[Object pointing dataset rows]
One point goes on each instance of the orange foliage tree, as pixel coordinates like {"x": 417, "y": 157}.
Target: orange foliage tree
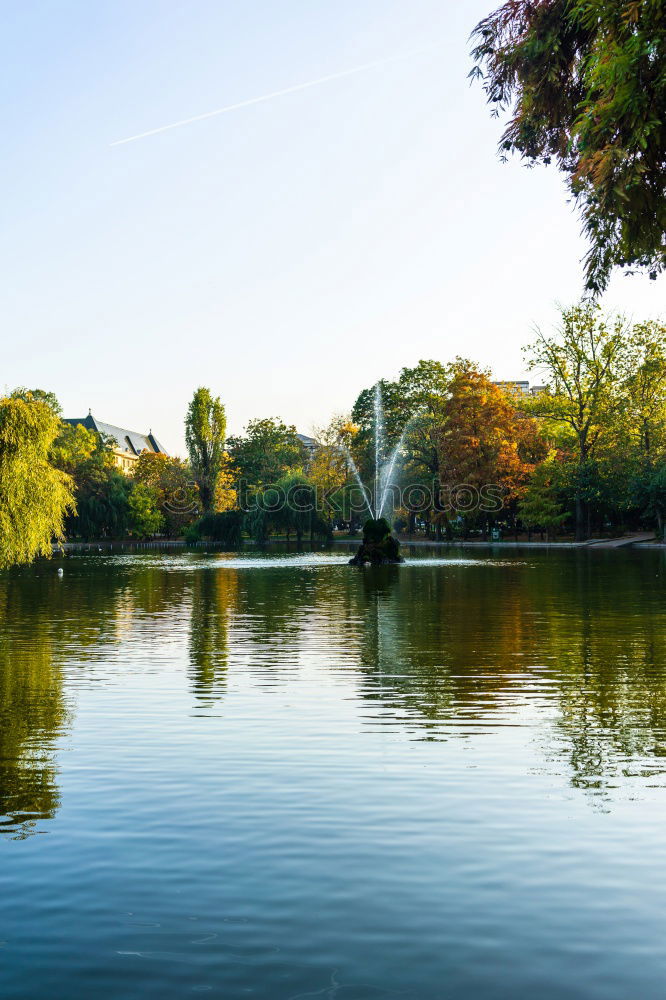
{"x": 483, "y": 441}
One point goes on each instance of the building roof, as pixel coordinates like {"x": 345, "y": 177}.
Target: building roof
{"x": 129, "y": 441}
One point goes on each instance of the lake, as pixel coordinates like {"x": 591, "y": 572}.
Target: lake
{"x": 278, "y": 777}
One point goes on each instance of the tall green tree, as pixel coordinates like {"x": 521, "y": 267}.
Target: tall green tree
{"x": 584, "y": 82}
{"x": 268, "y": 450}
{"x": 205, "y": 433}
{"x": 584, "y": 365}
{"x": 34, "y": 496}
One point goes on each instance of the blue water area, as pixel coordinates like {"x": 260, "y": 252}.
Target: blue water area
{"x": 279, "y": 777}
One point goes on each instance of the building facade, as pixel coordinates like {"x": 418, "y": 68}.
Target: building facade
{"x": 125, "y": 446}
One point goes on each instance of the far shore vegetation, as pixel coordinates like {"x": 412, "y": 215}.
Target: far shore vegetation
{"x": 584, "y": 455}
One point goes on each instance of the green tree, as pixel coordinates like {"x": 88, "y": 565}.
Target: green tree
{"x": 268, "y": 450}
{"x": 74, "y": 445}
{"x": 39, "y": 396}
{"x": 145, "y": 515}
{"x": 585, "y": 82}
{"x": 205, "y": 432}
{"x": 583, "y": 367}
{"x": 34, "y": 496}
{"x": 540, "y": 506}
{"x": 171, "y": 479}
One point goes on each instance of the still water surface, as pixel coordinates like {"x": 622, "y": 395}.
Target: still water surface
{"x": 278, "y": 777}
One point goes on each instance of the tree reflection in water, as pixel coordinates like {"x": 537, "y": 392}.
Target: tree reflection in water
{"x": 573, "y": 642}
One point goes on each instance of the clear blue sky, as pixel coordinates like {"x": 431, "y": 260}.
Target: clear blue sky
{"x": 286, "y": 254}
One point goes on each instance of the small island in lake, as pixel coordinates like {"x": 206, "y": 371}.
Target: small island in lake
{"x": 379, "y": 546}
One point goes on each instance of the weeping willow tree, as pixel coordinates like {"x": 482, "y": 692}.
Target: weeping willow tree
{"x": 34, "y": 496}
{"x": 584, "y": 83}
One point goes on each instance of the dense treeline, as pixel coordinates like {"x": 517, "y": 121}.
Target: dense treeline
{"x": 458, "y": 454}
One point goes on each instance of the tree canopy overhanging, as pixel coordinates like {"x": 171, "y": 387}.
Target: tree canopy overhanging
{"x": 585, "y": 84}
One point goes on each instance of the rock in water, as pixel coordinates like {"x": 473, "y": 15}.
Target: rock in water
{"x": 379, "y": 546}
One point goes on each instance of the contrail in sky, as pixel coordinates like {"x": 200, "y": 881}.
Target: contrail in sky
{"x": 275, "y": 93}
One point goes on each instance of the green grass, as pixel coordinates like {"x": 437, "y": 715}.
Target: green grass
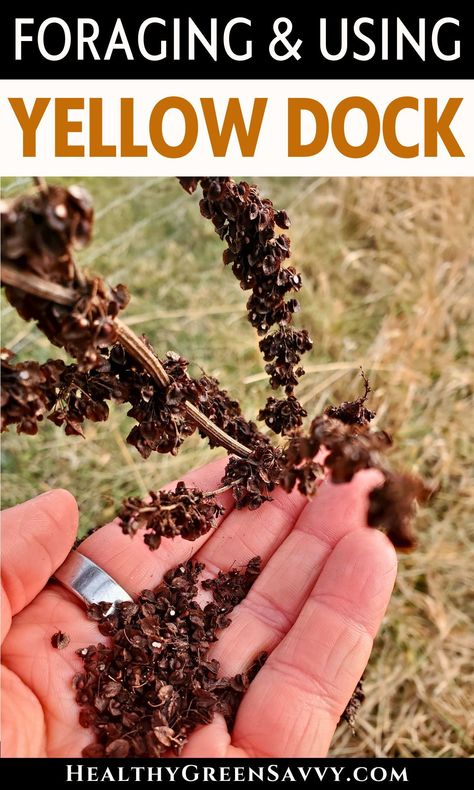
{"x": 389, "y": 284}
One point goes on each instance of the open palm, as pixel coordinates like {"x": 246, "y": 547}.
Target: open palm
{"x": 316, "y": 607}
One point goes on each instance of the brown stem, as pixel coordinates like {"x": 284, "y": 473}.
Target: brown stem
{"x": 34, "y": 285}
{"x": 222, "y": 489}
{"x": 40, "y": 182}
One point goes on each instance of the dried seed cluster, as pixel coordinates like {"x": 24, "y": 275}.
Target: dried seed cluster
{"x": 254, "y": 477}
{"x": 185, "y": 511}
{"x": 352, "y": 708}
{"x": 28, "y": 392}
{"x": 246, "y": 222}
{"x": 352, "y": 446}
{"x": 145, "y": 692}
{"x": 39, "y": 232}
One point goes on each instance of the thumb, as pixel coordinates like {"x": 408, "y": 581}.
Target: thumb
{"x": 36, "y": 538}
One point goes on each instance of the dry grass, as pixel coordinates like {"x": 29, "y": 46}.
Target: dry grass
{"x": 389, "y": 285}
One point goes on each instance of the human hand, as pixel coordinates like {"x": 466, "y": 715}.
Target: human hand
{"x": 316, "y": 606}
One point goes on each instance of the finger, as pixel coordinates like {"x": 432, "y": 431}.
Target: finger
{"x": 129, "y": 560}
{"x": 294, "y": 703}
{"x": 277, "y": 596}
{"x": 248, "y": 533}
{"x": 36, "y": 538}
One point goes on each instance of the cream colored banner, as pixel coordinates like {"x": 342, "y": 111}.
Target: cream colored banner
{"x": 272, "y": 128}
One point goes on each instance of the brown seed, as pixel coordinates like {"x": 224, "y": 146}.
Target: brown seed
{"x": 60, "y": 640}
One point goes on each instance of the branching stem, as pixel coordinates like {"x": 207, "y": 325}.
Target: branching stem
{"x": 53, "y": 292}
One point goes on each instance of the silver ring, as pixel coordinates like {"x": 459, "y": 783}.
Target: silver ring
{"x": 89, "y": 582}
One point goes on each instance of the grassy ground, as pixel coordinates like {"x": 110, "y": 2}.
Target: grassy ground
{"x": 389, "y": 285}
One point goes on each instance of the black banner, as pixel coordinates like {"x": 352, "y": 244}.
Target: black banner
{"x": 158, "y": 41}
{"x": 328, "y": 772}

Task to carry out
Using the data above, write out every line exactly, leaving the images behind.

Output for this exercise
One point goes on each instance of the orange foliage tree, as pixel coordinates like {"x": 417, "y": 157}.
Target: orange foliage tree
{"x": 483, "y": 441}
One point goes on each instance of the building roof, as pixel coordinates like {"x": 345, "y": 177}.
Target: building roof
{"x": 129, "y": 441}
One point goes on each instance of the lake, as pixel coordinates like {"x": 591, "y": 572}.
Target: lake
{"x": 278, "y": 777}
One point goes on each instance of the tall green tree, as pixel coordinates like {"x": 521, "y": 267}.
Target: tall green tree
{"x": 584, "y": 82}
{"x": 268, "y": 450}
{"x": 205, "y": 433}
{"x": 584, "y": 365}
{"x": 34, "y": 496}
One point goes on each instance of the blue water area, as pixel coordinates like {"x": 260, "y": 252}.
Target: blue water area
{"x": 279, "y": 777}
One point goes on each instance of the building facade, as pixel coordinates like {"x": 418, "y": 68}.
Target: building facade
{"x": 125, "y": 446}
One point goes on each instance of the far shore vegetation, as pixel coordinates like {"x": 412, "y": 215}.
Target: far shore vegetation
{"x": 584, "y": 455}
One point goes on each instance of the green tree, as pixel coordinates like {"x": 88, "y": 565}.
Target: green tree
{"x": 268, "y": 450}
{"x": 74, "y": 445}
{"x": 39, "y": 396}
{"x": 145, "y": 515}
{"x": 585, "y": 82}
{"x": 205, "y": 432}
{"x": 583, "y": 367}
{"x": 34, "y": 496}
{"x": 540, "y": 506}
{"x": 171, "y": 479}
One point goes on each instance of the still water surface, as pixel coordinates like {"x": 622, "y": 395}.
Target: still water surface
{"x": 278, "y": 777}
One point goes on each instance of the tree reflection in water, as pixel coordinates like {"x": 537, "y": 392}.
Target: tree reflection in water
{"x": 573, "y": 642}
One point goes on each instance of the clear blue sky, as pixel coordinates like {"x": 431, "y": 260}.
Target: clear blue sky
{"x": 286, "y": 254}
One point goes on each instance of the small island in lake, as pixel coordinates like {"x": 206, "y": 371}.
Target: small island in lake
{"x": 379, "y": 546}
One point goes on each instance of the weeping willow tree, as pixel coordinates like {"x": 482, "y": 692}.
Target: weeping willow tree
{"x": 34, "y": 496}
{"x": 584, "y": 83}
One point goes on each instance of the dense treeline, as pixel coordinates like {"x": 517, "y": 121}.
Target: dense treeline
{"x": 458, "y": 454}
One point goes on each instance of the tree canopy overhanging, as pixel coordinates like {"x": 171, "y": 387}.
Target: tree canopy overhanging
{"x": 585, "y": 84}
One point goes on each instance of the rock in water, as pixel coordinates like {"x": 473, "y": 15}.
Target: rock in water
{"x": 379, "y": 546}
One point goes on each instance of the contrail in sky, as pixel coordinates like {"x": 200, "y": 881}.
Target: contrail in sky
{"x": 275, "y": 93}
One point goes on each instance of the green grass, as pixel coordinates like {"x": 437, "y": 715}.
Target: green grass
{"x": 389, "y": 284}
One point goes on each instance of the open palm, as pixel coordinates like {"x": 246, "y": 547}.
Target: open palm
{"x": 316, "y": 607}
One point goes on each instance of the brown stem, as pixel coordinates like {"x": 284, "y": 473}.
Target: brown stem
{"x": 34, "y": 285}
{"x": 222, "y": 489}
{"x": 40, "y": 182}
One point goes on each instance of the dried seed cluster, as pixel coordinates like {"x": 24, "y": 275}.
Target: dried seed cluster
{"x": 254, "y": 477}
{"x": 185, "y": 511}
{"x": 352, "y": 708}
{"x": 28, "y": 392}
{"x": 246, "y": 222}
{"x": 352, "y": 446}
{"x": 145, "y": 692}
{"x": 39, "y": 232}
One point goes on each instance of the thumb, as pixel coordinates like {"x": 408, "y": 581}.
Target: thumb
{"x": 36, "y": 538}
One point goes on each instance of the dry grass, as pixel coordinates like {"x": 29, "y": 46}.
Target: dry grass
{"x": 389, "y": 285}
One point goes on each instance of the human hand, as pixel coordinates like {"x": 466, "y": 715}.
Target: human hand
{"x": 316, "y": 606}
One point goes on each instance of the finger, as pixel coordinates like {"x": 432, "y": 431}.
Target: finger
{"x": 129, "y": 560}
{"x": 294, "y": 703}
{"x": 277, "y": 596}
{"x": 248, "y": 533}
{"x": 36, "y": 538}
One point goes on each instance of the cream colored banner, as pixel coordinates like {"x": 342, "y": 111}.
Target: cream colored banner
{"x": 272, "y": 128}
One point goes on each instance of the brown seed, as pixel coordinates like {"x": 224, "y": 146}.
Target: brown seed
{"x": 60, "y": 640}
One point goes on each instance of the branching stem, as pixel coordinates like {"x": 207, "y": 325}.
Target: branching stem
{"x": 53, "y": 292}
One point goes on each instance of the silver ring, as pixel coordinates like {"x": 459, "y": 783}.
Target: silver ring
{"x": 89, "y": 582}
One point goes on each instance of the grassy ground, as pixel coordinates like {"x": 110, "y": 2}.
Target: grassy ground
{"x": 389, "y": 285}
One point goes on each instance of the black banner, as pixel coordinates like {"x": 352, "y": 244}.
Target: black banner
{"x": 158, "y": 41}
{"x": 328, "y": 772}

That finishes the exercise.